| Text section |
--------
A recent debate on my Facebook page raised the issue of whether there is a double standard among Progressives as to where and when indictment of political opponents is warranted. Taking this a step further, the discussion evolved into the appropriateness of vilification of someone’s opponent in an argument, and whether that vilification was one-sided with regard to political party leanings.
I have my opinions on this, but I want to set them aside for a moment and simply delve into the issue of vilification as the outcome of disagreement, and how we devolve to that extreme.
As a noble sidebar, let’s take a quick run down a philosophy bypass in summarizing the works of Soren Kierkegaard, a 19th-century Danish philosopher largely focused on making sense of his devout Christian faith in an increasingly modern and existential world. Kierkegaard suggested we live our lives in three realms: the aesthetic, where we act simply in our own interest and do whatever we enjoy; the ethical, where we act according to agreed laws to avoid punishment; and the religious, where we do what is right in an absolute sense because we see no other acceptable alternative. From the religious realm, comprehensively embracing the tale of Abraham’s test by God to sacrifice his own child, Kierkegaard describes faith ultimately as an absurdist paradox. You believe or you don’t. You don’t owe anyone an explanation because you decide in your heart what God believes is right.
--------
| Goals |
A. Rewrite the essay on political vilification from "A recent debate" up to and including "political party leanings.", swapping "Facebook page" for "website".
B. In the essay on political vilification, what are the three realms in which Kierkegaard said we live our lives?
C. Pick up the essay on political vilification from its last sentence and keep writing.
The listing that comes after the essay on political vilification has no connection to it.
--------
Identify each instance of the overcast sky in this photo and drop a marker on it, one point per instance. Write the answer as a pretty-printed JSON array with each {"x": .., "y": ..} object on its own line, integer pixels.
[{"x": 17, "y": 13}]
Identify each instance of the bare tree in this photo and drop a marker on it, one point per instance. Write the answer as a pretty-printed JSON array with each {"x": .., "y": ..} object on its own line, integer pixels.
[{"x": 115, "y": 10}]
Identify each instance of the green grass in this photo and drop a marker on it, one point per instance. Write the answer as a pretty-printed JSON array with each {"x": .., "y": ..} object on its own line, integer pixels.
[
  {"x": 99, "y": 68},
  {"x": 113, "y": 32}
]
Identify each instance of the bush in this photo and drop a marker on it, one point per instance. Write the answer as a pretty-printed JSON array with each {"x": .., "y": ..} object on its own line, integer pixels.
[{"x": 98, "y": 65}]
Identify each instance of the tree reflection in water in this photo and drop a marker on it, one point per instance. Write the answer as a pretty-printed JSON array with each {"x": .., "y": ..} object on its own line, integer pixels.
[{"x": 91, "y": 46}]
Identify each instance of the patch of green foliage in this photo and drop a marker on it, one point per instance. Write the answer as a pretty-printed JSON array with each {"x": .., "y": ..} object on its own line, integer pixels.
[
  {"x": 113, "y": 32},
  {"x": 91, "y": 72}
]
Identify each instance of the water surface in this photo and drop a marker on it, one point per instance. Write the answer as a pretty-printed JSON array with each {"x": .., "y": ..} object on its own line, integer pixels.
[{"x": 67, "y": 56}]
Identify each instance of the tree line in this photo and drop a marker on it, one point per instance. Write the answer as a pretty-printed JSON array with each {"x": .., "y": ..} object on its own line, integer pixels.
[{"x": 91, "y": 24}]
--------
| Answers per task |
A.
A recent debate on my website raised the issue of whether there is a double standard among Progressives as to where and when indictment of political opponents is warranted. Taking this a step further, the discussion evolved into the appropriateness of vilification of someone’s opponent in an argument, and whether that vilification was one-sided with regard to political party leanings.

B. The aesthetic, the ethical, and the religious.

C.
You don’t have to buy Kierkegaard’s framework to apply it. You simply have to understand that our values are substantially derived from the religious realm as he describes it, regardless if we consider ourselves traditionally religious. They are belief sets we acquire however we acquire them, and we don’t feel we have to justify them to others. Returning to the realm of the political—the ethical set of laws we choose to accept in our Constitutionally defined secular society—my sense is that our act of vilification emerges with the full erosion of our shared values. If we don’t have enough places we agree on critical laws reflecting deeply held values, then the opposition to our views becomes moral and absolute vs. legal and relative.
Consider some examples: Whether taxes should be increased 2% or 4% is essentially an intellectual argument where we are unlikely to vilify someone who disagrees with us. Whether health care is a human right or an imposition of authority is less intellectual, so we become emotional. Whether a woman’s right to choose is absolute or controllable takes us to fundamental beliefs, where the opposition becomes the enemy. The more we disagree at the fundamental level, the less we have in common and the more we reject the opposing argument as an assault on our basic living principles.
Here’s the rub: Without a set of some shared values embodied in our ethical laws, we can’t be much of a unified, strong nation. This is a danger of our profound experiment in democracy, and at the moment I believe we are fully putting it to the test. If you extrapolate the tenor of our current discourse to the full extreme, where all we can do is vilify one another because we cannot find a set of shared values, we might indeed be one national crisis away from ending our time in the sun—no matter how many nukes we have in our inventory, or how many gold bars we have in our repository. Call it the challenge of WWIII, or perhaps an economic meltdown without a reachable escape hatch. If we can’t find the shared values that lead us to an agreed solution with a clock ticking, everything we have accomplished together to date becomes a footnote.
How scary is it, and how much do we cross into each other’s most sacred space? Consider this starter list of how little we value in each other’s convictions:
- We don’t agree on a woman’s right to choose.
- We don’t agree on the universality of health care.
- We don’t agree on how to deploy military forces in the Middle East or otherwise around the world.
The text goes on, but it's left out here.